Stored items

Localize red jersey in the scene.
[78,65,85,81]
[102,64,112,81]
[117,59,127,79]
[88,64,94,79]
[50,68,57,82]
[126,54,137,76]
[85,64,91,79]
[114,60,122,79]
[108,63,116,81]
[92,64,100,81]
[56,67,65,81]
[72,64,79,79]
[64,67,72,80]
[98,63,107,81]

Written request: Output every line of the data above verbatim, preserving its original order.

Answer to the problem:
Localize red jersey in the scene.
[78,65,85,81]
[102,64,112,81]
[117,59,127,79]
[88,64,94,79]
[50,68,57,82]
[126,54,137,76]
[85,64,91,79]
[114,60,122,79]
[108,63,116,81]
[92,64,100,81]
[56,67,65,81]
[72,64,79,79]
[64,67,72,80]
[98,63,107,81]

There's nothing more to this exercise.